27 Oct, 2010

1 commit

  • Robin Holt tried to boot a 16TB system and found af_unix was overflowing
    a 32bit value :

    We were seeing a failure which prevented boot. The kernel was incapable
    of creating either a named pipe or unix domain socket. This comes down
    to a common kernel function called unix_create1() which does:

    atomic_inc(&unix_nr_socks);
    if (atomic_read(&unix_nr_socks) > 2 * get_max_files())
    goto out;

    The function get_max_files() is a simple return of files_stat.max_files.
    files_stat.max_files is a signed integer and is computed in
    fs/file_table.c's files_init().

    n = (mempages * (PAGE_SIZE / 1024)) / 10;
    files_stat.max_files = n;

    In our case, mempages (total_ram_pages) is approx 3,758,096,384
    (0xe0000000). That leaves max_files at approximately 1,503,238,553.
    This causes 2 * get_max_files() to integer overflow.

    Fix is to let /proc/sys/fs/file-nr & /proc/sys/fs/file-max use long
    integers, and change af_unix to use an atomic_long_t instead of atomic_t.

+ + +

Requests:
#1 Answer these from the commit message, one answer per line:
(a) Who tried to boot the 16TB system?
(b) About how large was mempages (total_ram_pages) on that system?
(c) What type should af_unix use instead of atomic_t after the fix?
#2 Write out a part of the commit message word for word. Begin at the words "The function get_max_files()" and stop after the words "to integer overflow.".
You won't need the lines that come after the commit message.

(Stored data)

+ + +

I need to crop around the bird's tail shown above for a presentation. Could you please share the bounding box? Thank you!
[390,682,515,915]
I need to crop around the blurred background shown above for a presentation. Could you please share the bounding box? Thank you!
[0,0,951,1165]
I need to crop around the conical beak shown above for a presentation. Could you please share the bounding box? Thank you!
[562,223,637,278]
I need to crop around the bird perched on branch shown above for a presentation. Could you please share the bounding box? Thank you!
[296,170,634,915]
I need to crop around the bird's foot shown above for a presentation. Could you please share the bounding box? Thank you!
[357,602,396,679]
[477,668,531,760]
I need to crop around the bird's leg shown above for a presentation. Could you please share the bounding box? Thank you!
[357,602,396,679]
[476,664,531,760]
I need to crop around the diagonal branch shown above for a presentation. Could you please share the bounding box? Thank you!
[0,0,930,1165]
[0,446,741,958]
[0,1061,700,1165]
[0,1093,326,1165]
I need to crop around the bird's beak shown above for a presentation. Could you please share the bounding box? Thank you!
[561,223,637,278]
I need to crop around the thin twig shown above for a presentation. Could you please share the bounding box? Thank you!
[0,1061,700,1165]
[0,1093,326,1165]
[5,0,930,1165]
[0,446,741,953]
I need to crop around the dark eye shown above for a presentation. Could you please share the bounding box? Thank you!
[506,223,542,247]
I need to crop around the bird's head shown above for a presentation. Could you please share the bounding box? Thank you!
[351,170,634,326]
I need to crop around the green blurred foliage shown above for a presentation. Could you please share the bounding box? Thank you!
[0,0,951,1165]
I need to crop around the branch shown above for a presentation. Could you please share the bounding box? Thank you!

+ + +

Solved problems:
#1
(a) Robin Holt
(b) About 3,758,096,384 (0xe0000000)
(c) atomic_long_t

#2
The function get_max_files() is a simple return of files_stat.max_files.
    files_stat.max_files is a signed integer and is computed in
    fs/file_table.c's files_init().

    n = (mempages * (PAGE_SIZE / 1024)) / 10;
    files_stat.max_files = n;

    In our case, mempages (total_ram_pages) is approx 3,758,096,384
    (0xe0000000). That leaves max_files at approximately 1,503,238,553.
    This causes 2 * get_max_files() to integer overflow.